◆ To do
Below is the data. Give it again, complete and exact.

◆ Recorded information
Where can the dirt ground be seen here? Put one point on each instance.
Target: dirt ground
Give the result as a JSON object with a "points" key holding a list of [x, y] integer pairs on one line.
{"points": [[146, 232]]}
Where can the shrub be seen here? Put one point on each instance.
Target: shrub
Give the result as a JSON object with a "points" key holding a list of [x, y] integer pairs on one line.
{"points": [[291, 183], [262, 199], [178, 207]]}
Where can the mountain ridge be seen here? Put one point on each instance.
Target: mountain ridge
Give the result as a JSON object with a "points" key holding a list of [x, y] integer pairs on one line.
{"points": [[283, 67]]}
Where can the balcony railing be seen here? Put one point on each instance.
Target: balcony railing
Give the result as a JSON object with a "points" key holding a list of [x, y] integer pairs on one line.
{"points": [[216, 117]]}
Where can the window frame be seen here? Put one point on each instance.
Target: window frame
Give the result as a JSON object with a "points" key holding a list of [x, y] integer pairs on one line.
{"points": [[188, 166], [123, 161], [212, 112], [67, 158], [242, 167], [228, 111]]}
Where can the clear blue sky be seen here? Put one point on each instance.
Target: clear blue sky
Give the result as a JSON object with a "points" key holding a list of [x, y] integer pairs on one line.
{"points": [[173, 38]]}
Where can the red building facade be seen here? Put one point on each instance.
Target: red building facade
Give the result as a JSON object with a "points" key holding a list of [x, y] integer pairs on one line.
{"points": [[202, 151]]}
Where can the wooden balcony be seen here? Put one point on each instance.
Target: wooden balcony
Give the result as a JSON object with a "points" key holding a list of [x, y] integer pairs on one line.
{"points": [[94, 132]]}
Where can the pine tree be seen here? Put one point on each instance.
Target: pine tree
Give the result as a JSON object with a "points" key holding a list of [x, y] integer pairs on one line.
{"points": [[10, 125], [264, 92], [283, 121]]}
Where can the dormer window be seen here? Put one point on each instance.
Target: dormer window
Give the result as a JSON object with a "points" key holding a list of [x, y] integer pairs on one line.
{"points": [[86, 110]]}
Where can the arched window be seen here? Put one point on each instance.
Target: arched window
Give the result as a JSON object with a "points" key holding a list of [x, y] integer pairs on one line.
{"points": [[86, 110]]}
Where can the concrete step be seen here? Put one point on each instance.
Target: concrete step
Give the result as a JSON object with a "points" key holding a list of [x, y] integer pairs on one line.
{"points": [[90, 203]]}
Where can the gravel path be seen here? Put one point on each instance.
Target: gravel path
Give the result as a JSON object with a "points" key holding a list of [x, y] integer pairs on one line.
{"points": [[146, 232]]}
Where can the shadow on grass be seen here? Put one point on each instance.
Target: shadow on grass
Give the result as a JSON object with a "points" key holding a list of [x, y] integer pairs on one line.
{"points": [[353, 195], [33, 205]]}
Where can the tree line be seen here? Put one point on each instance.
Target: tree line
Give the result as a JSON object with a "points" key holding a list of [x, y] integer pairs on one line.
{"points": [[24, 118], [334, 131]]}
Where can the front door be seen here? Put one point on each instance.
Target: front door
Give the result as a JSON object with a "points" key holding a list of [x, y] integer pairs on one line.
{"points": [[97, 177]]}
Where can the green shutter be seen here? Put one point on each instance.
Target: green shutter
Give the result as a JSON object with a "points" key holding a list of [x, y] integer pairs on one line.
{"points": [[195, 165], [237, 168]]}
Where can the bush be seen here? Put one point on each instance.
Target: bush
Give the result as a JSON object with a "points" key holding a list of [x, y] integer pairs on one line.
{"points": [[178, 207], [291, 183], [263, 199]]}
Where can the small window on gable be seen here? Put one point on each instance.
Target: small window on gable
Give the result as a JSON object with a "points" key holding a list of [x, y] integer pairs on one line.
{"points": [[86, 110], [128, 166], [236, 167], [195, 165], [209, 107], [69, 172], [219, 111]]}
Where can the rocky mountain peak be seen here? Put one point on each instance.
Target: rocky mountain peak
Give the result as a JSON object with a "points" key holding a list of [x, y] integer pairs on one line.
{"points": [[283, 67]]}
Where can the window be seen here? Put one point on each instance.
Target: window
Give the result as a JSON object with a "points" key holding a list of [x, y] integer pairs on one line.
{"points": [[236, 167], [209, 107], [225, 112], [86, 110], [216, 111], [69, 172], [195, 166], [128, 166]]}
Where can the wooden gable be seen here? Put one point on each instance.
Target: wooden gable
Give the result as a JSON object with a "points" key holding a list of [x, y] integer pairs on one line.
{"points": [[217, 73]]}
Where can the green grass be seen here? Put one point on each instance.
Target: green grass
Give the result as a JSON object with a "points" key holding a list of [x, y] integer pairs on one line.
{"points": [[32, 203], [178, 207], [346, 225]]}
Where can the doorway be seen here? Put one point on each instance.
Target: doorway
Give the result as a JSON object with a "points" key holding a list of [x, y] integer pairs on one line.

◆ Completed task
Where can the dirt ground be seen here? Put one point on each instance.
Target: dirt ground
Give the result as a JSON object with a "points" key holding a list of [x, y] integer pairs on one line.
{"points": [[146, 232]]}
Where can the shrub be seen here? Put one point on each instance.
Target: shrub
Give the result as a JSON object with a "points" key holding a list of [x, y] integer pairs on one line.
{"points": [[291, 183], [262, 199], [178, 207]]}
Where can the mountain ridge be seen here? Put one point on each instance.
Target: mountain ridge
Give the result as a JSON object with a "points" key holding a list of [x, y] integer pairs on one line.
{"points": [[283, 67]]}
Where can the balcony railing be seen here? Put one point on each instance.
Target: balcony railing
Give the result as a JSON object with a "points" key holding a list of [x, y] integer pairs on one line.
{"points": [[216, 117]]}
Where can the window frame be seen here? Put one point on each instance.
Target: window frame
Give the result as a JSON object with a "points" key holding a list of [x, y] integer pairs on one line.
{"points": [[188, 166], [123, 161], [212, 112], [67, 158], [242, 167], [228, 111]]}
Where can the clear blue sky be seen here? Put one point on each instance.
Target: clear blue sky
Give the result as a JSON object with a "points" key holding a list of [x, y] integer pairs on one line.
{"points": [[173, 38]]}
Where can the red building facade be seen here? Put one point on each instance.
Target: red building facade
Give the result as a JSON object with a "points" key holding a list of [x, y] integer pairs on one line.
{"points": [[202, 151]]}
Where can the wooden balcony be seen here? Put one point on each instance.
Target: wooden balcony
Give the result as a JSON object with a "points" key holding a list of [x, y] integer pairs on one line.
{"points": [[94, 132]]}
Where can the pine tree be seen here? Put one point on each instance.
Target: pine tree
Give the result as a JSON object with a "points" key holding a list of [x, y] integer pairs on one line.
{"points": [[10, 125], [264, 92], [283, 121]]}
Where can the dormer window be seen here? Put one point on each instance.
Target: dormer window
Give the result as a JSON object with a "points" key holding a list of [x, y] integer pairs on one line.
{"points": [[86, 110]]}
Where can the arched window be seen here? Put one point on each instance.
Target: arched window
Give the result as a JSON object with a "points" key holding a list of [x, y] integer pairs on one line.
{"points": [[86, 110]]}
Where can the concrete step be seen here? Put one point on each instance.
Target: concrete step
Give the result as a JSON object with a "points" key holding a list of [x, y] integer pairs on one line.
{"points": [[90, 203]]}
Where can the gravel path be seen here? Put one point on each instance.
Target: gravel path
Give the result as a JSON object with a "points" key holding a list of [x, y] integer pairs on one line.
{"points": [[146, 232]]}
Where can the shadow on grass be seen here? Put one point on each instance.
Target: shadow on grass
Give the result as a JSON object with a "points" key holding a list of [x, y] integer pairs on one line.
{"points": [[353, 195], [33, 205]]}
Where can the tree line be seen here? Put one point on each instance.
Target: tree line
Give the result as a JSON object with a "points" key holding a list of [x, y] integer pairs on one line.
{"points": [[24, 118], [334, 131]]}
Where can the front door be seen here? Put one point on each instance.
Target: front door
Give the result as a JSON object with a "points" key holding a list of [x, y] integer pairs on one line.
{"points": [[97, 177]]}
Where can the green shutter be seen here? Put one point on each instance.
Target: green shutter
Give the result as a JSON object with a "points" key holding a list of [x, y] integer pairs on one line.
{"points": [[195, 165], [237, 168]]}
Where can the bush be seen here? Put one point on each instance.
Target: bush
Give the result as a JSON object with a "points" key holding a list of [x, y] integer pairs on one line.
{"points": [[178, 207], [291, 183], [263, 199]]}
Where can the small window on gable be seen here? Put one point on each instance.
Target: small window on gable
Give the result as a JSON object with a "points" key holding a list of [x, y] integer pairs on one line.
{"points": [[86, 110], [128, 166], [236, 167], [195, 165], [209, 107], [69, 172], [219, 111]]}
Where can the rocky mountain peak be seen here? Put one point on each instance.
Target: rocky mountain peak
Give the result as a JSON object with a "points" key holding a list of [x, y] integer pairs on one line.
{"points": [[283, 67]]}
Where can the window be seen here? Put one point on each instance.
Target: window
Give the result as a JSON object with a "points" key holding a list of [x, y] integer pairs on one line.
{"points": [[236, 167], [209, 107], [225, 112], [86, 110], [216, 111], [69, 172], [195, 166], [128, 166]]}
Where can the wooden gable be seen here? Put one point on each instance.
Target: wooden gable
Give the result as a JSON object with a "points" key holding a list of [x, y] integer pairs on one line.
{"points": [[217, 73]]}
Where can the green grass be seen here? Put one point on each instance.
Target: green grass
Give the result as a JSON object with a "points" key holding a list of [x, y] integer pairs on one line.
{"points": [[32, 203], [178, 207], [346, 225]]}
Where can the doorway be seen here? Put one point on each instance.
Target: doorway
Give the result as a JSON object with a "points" key holding a list of [x, y] integer pairs on one line.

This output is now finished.